§ **Exercise**: What follows is a set of entries. Give them again exactly, without the pictures.

§ **Extracted data**:

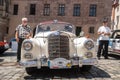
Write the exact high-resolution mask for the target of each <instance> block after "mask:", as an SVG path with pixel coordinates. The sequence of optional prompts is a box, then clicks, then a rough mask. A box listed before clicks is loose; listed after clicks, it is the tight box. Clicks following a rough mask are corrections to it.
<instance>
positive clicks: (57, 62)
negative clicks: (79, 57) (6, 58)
mask: <svg viewBox="0 0 120 80" xmlns="http://www.w3.org/2000/svg"><path fill="white" fill-rule="evenodd" d="M97 63H98V60H97V58H91V59H85V60H78V61H72V60H65V59H63V60H62V59H61V60H59V59H58V60H57V59H55V60H50V61H47V63H46V64H47V65H44V64H42V62H41V61H39V60H33V61H32V60H31V61H21V62H20V64H21V66H24V67H37V68H41V66H48V67H49V68H52V69H59V68H71V67H72V66H76V65H79V67H82V66H83V65H96V64H97Z"/></svg>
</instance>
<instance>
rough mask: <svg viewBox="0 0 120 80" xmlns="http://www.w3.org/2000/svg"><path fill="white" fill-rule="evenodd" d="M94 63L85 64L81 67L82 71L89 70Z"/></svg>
mask: <svg viewBox="0 0 120 80" xmlns="http://www.w3.org/2000/svg"><path fill="white" fill-rule="evenodd" d="M91 68H92V65H83V66H82V67H81V68H80V69H81V71H84V72H87V71H89V70H91Z"/></svg>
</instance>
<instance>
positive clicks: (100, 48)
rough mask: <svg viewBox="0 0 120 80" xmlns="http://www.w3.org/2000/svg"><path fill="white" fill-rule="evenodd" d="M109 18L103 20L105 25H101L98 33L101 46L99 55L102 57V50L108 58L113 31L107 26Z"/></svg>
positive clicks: (98, 30) (103, 23) (106, 58)
mask: <svg viewBox="0 0 120 80" xmlns="http://www.w3.org/2000/svg"><path fill="white" fill-rule="evenodd" d="M107 23H108V20H107V19H104V20H103V26H101V27H99V29H98V34H99V46H98V52H97V57H98V59H100V57H101V52H103V53H102V55H103V56H104V58H105V59H108V44H109V36H110V33H111V30H110V28H109V27H108V26H107ZM102 50H103V51H102Z"/></svg>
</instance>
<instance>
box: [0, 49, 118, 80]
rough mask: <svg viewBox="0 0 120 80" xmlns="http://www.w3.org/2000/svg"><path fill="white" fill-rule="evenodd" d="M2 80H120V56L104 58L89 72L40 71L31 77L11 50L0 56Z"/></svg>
mask: <svg viewBox="0 0 120 80" xmlns="http://www.w3.org/2000/svg"><path fill="white" fill-rule="evenodd" d="M0 80H120V55H116V54H110V55H109V59H107V60H105V59H104V58H102V59H101V60H99V63H98V65H96V66H93V68H92V69H91V70H90V71H89V72H82V71H80V70H78V69H67V70H48V69H47V70H45V69H43V70H40V71H39V72H38V71H36V74H34V75H32V76H30V75H28V74H27V73H26V72H25V69H24V68H23V67H20V66H18V65H17V64H16V53H15V52H11V51H10V50H8V51H6V53H4V54H3V55H0Z"/></svg>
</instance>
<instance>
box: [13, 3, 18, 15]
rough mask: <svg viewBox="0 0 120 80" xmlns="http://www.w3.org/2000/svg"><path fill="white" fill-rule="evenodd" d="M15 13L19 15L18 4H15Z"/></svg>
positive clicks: (14, 9)
mask: <svg viewBox="0 0 120 80" xmlns="http://www.w3.org/2000/svg"><path fill="white" fill-rule="evenodd" d="M13 15H18V4H14V8H13Z"/></svg>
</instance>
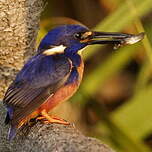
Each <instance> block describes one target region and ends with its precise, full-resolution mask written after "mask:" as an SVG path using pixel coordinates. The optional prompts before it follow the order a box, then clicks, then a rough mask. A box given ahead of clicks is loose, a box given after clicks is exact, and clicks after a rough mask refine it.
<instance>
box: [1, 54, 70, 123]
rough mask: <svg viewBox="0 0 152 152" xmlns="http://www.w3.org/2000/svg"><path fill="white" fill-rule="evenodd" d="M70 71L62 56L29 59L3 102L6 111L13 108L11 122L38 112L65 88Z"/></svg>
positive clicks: (4, 99) (21, 118) (66, 57)
mask: <svg viewBox="0 0 152 152" xmlns="http://www.w3.org/2000/svg"><path fill="white" fill-rule="evenodd" d="M71 68H72V65H71V62H70V60H69V59H68V58H67V57H65V56H64V55H63V54H60V55H59V54H56V55H52V56H45V55H40V54H39V55H36V56H34V57H33V58H31V59H30V60H29V61H28V62H27V64H25V66H24V67H23V69H22V70H21V71H20V72H19V73H18V75H17V77H16V79H15V81H14V82H13V83H12V84H11V85H10V87H9V88H8V90H7V92H6V94H5V97H4V99H3V102H4V104H5V105H6V106H7V107H8V109H10V108H11V110H10V111H12V109H13V114H12V113H11V112H10V113H9V116H10V119H11V120H12V121H14V123H17V122H18V121H19V120H21V119H23V118H24V117H26V116H27V115H29V114H30V113H32V112H33V111H34V110H35V109H37V108H38V107H39V106H40V105H41V104H42V103H43V102H45V100H46V99H47V98H48V97H49V96H50V95H51V94H53V93H54V92H55V91H56V90H57V89H58V88H60V87H61V86H63V85H64V83H65V82H66V80H67V79H68V77H69V75H70V72H71ZM8 112H9V110H8Z"/></svg>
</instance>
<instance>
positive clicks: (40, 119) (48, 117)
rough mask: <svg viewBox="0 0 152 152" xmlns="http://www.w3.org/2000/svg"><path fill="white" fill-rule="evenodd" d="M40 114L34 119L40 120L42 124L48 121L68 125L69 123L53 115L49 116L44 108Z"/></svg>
mask: <svg viewBox="0 0 152 152" xmlns="http://www.w3.org/2000/svg"><path fill="white" fill-rule="evenodd" d="M41 115H42V116H39V117H37V118H36V120H42V122H43V123H44V124H49V123H58V124H63V125H69V124H70V123H69V122H67V121H65V120H64V119H61V118H58V117H55V116H50V115H48V113H47V112H46V110H43V111H42V112H41Z"/></svg>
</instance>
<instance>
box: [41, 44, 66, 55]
mask: <svg viewBox="0 0 152 152" xmlns="http://www.w3.org/2000/svg"><path fill="white" fill-rule="evenodd" d="M65 48H66V46H64V45H59V46H54V47H53V48H51V49H48V50H45V51H44V52H43V54H45V55H53V54H56V53H64V50H65Z"/></svg>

§ **Answer to this exercise**:
Write the exact high-resolution mask for the target of each <instance> block after "mask:", as an SVG path with pixel coordinates. The sequence of optional prompts is a box, then clicks, then a rough mask. A box listed before clicks is loose; listed after clicks, it is the tight box. Clicks following a rough mask are corrections to it.
<instance>
positive clicks: (57, 62)
negative clicks: (79, 57) (6, 58)
mask: <svg viewBox="0 0 120 80" xmlns="http://www.w3.org/2000/svg"><path fill="white" fill-rule="evenodd" d="M97 63H98V60H97V58H91V59H85V60H78V61H72V60H65V59H63V60H62V59H61V60H59V59H58V60H57V59H55V60H50V61H47V63H46V64H47V65H44V64H42V62H41V61H39V60H33V61H32V60H31V61H21V62H20V64H21V66H24V67H37V68H41V66H48V67H49V68H52V69H59V68H71V67H72V66H76V65H79V67H82V66H83V65H96V64H97Z"/></svg>
</instance>
<instance>
rough mask: <svg viewBox="0 0 120 80" xmlns="http://www.w3.org/2000/svg"><path fill="white" fill-rule="evenodd" d="M94 63L85 64L81 67L82 71L89 70Z"/></svg>
mask: <svg viewBox="0 0 120 80" xmlns="http://www.w3.org/2000/svg"><path fill="white" fill-rule="evenodd" d="M91 68H92V65H83V66H82V67H81V68H80V69H81V71H84V72H87V71H89V70H91Z"/></svg>
</instance>
<instance>
positive clicks: (100, 48)
rough mask: <svg viewBox="0 0 120 80" xmlns="http://www.w3.org/2000/svg"><path fill="white" fill-rule="evenodd" d="M109 18L103 20L105 25H101L98 33L101 46L99 55L102 57V50L108 58L113 31L107 26Z"/></svg>
positive clicks: (98, 30) (103, 23) (106, 58)
mask: <svg viewBox="0 0 120 80" xmlns="http://www.w3.org/2000/svg"><path fill="white" fill-rule="evenodd" d="M107 23H108V20H107V19H104V20H103V26H101V27H99V29H98V34H99V46H98V52H97V57H98V59H100V57H101V52H103V53H102V55H103V56H104V58H105V59H108V44H109V36H110V33H111V30H110V28H109V27H108V26H107ZM102 50H103V51H102Z"/></svg>
</instance>
<instance>
box: [0, 49, 118, 80]
rough mask: <svg viewBox="0 0 120 80" xmlns="http://www.w3.org/2000/svg"><path fill="white" fill-rule="evenodd" d="M2 80H120V56L104 58L89 72L40 71L31 77L11 50L0 56Z"/></svg>
mask: <svg viewBox="0 0 120 80" xmlns="http://www.w3.org/2000/svg"><path fill="white" fill-rule="evenodd" d="M0 80H120V55H116V54H110V55H109V59H107V60H105V59H104V58H102V59H101V60H99V63H98V65H96V66H93V68H92V69H91V70H90V71H89V72H82V71H80V70H78V69H67V70H48V69H47V70H45V69H43V70H40V71H39V72H38V71H36V74H34V75H32V76H30V75H28V74H27V73H26V72H25V69H24V68H23V67H20V66H18V65H17V64H16V53H15V52H11V51H10V50H8V51H6V53H4V54H3V55H0Z"/></svg>
</instance>
<instance>
box: [13, 3, 18, 15]
rough mask: <svg viewBox="0 0 120 80" xmlns="http://www.w3.org/2000/svg"><path fill="white" fill-rule="evenodd" d="M15 13L19 15L18 4H15Z"/></svg>
positive clicks: (14, 9)
mask: <svg viewBox="0 0 120 80" xmlns="http://www.w3.org/2000/svg"><path fill="white" fill-rule="evenodd" d="M13 15H18V4H14V8H13Z"/></svg>
</instance>
Each <instance> block describes one target region and ends with its precise, full-resolution mask written after "mask:" as an SVG path using pixel coordinates. The optional prompts before it follow the order a box, then clicks, then a rough mask. A box given ahead of clicks is loose, a box given after clicks is exact, and clicks after a rough mask refine it.
<instance>
box: [1, 54, 70, 123]
rough mask: <svg viewBox="0 0 152 152" xmlns="http://www.w3.org/2000/svg"><path fill="white" fill-rule="evenodd" d="M70 71L62 56L29 59L3 102L6 111L13 108L11 122L38 112L65 88Z"/></svg>
positive clicks: (4, 99) (21, 118) (66, 57)
mask: <svg viewBox="0 0 152 152" xmlns="http://www.w3.org/2000/svg"><path fill="white" fill-rule="evenodd" d="M71 68H72V65H71V62H70V60H69V59H68V58H67V57H65V56H64V55H63V54H60V55H59V54H56V55H52V56H45V55H40V54H39V55H36V56H34V57H33V58H31V59H30V60H29V61H28V62H27V64H25V66H24V67H23V69H22V70H21V71H20V72H19V73H18V75H17V77H16V79H15V81H14V82H13V83H12V84H11V85H10V87H9V88H8V90H7V92H6V94H5V97H4V99H3V102H4V104H5V105H6V106H7V107H8V109H10V108H11V110H10V111H12V109H13V114H12V113H11V112H10V113H9V116H10V119H11V120H12V121H14V123H17V122H18V121H19V120H21V119H23V118H24V117H26V116H27V115H29V114H30V113H32V112H33V111H34V110H35V109H37V108H38V107H39V106H40V105H41V104H42V103H43V102H45V100H46V99H47V98H48V97H49V96H50V95H51V94H53V93H54V92H55V91H56V90H57V89H58V88H60V87H61V86H63V85H64V83H65V82H66V80H67V79H68V77H69V75H70V72H71ZM8 112H9V110H8Z"/></svg>
</instance>
<instance>
positive clicks: (40, 119) (48, 117)
rough mask: <svg viewBox="0 0 152 152" xmlns="http://www.w3.org/2000/svg"><path fill="white" fill-rule="evenodd" d="M40 114L34 119L40 120L42 124L48 121L68 125L69 123L53 115L49 116L44 108Z"/></svg>
mask: <svg viewBox="0 0 152 152" xmlns="http://www.w3.org/2000/svg"><path fill="white" fill-rule="evenodd" d="M41 115H42V116H39V117H37V118H36V120H42V122H43V123H44V124H49V123H58V124H63V125H69V124H70V123H69V122H67V121H65V120H64V119H61V118H58V117H55V116H50V115H48V113H47V112H46V110H43V111H42V112H41Z"/></svg>
</instance>
<instance>
box: [41, 44, 66, 55]
mask: <svg viewBox="0 0 152 152" xmlns="http://www.w3.org/2000/svg"><path fill="white" fill-rule="evenodd" d="M65 48H66V46H64V45H59V46H54V47H53V48H51V49H48V50H45V51H44V52H43V54H45V55H53V54H56V53H64V50H65Z"/></svg>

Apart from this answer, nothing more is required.